DOCUMENT TEXT:
########

Two cheers for socialism

Those who recall the U.S. Post Office of a generation ago know it enjoyed a distinctly different reputation. A letter mailed in Washington, D.C., stood a good chance of arriving in New York City the next day. Mail was delivered twice a day, three times a day for businesses. Letters bound for distant cities were sorted while en route in specially designed railroad cars; this degree of diligence seems almost quaint today. Those arguing on behalf of the virtues of socialism could always resort, if the going got rough, to one sure-fire argument: the post office was a government-owned enterprise that was efficient, inexpensive, and publicly accountable.

Mike Causey, a reporter for The Washington Post and an astute observer of the federal bureaucracy, put it best in a 1983 study of the USPS that was done by Ralph Nader’s Center for Responsive Law. Causey told the author of the study, Kathleen Conkey, “In the old days you could call your congressman and very likely get action if you had a postal problem. Now they have a consumer advocate and you have to write him a letter just like a big corporation.”

That’s what the Postal Service now prides itself on being: a large, modern corporation. So when the Postal Service posted a profit of $802 million in 1982, its managers gleefully trumpeted the fact as proof that the 1970 decision by Congress to reconstitute the USPS as an “independent government corporation” had finally been vindicated. So enthusiastic was the praise for the USPS’s balance sheet from other quarters that it easily drowned out those few critics who had the bad manners to point out that the USPS was also supposed to be a nonprofit corporation.

########

DATASET CONTENT:
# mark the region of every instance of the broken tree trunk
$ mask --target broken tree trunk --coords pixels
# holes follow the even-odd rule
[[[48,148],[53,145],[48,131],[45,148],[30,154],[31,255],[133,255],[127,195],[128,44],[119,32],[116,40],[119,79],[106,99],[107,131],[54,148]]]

########

WHAT TO DO:
Rewrite the passage on the Postal Service from "Two cheers for" to "and publicly accountable.", swapping "socialism" for "capitalism".

OUTPUT OF THE TASK:
Two cheers for capitalism

Those who recall the U.S. Post Office of a generation ago know it enjoyed a distinctly different reputation. A letter mailed in Washington, D.C., stood a good chance of arriving in New York City the next day. Mail was delivered twice a day, three times a day for businesses. Letters bound for distant cities were sorted while en route in specially designed railroad cars; this degree of diligence seems almost quaint today. Those arguing on behalf of the virtues of capitalism could always resort, if the going got rough, to one sure-fire argument: the post office was a government-owned enterprise that was efficient, inexpensive, and publicly accountable.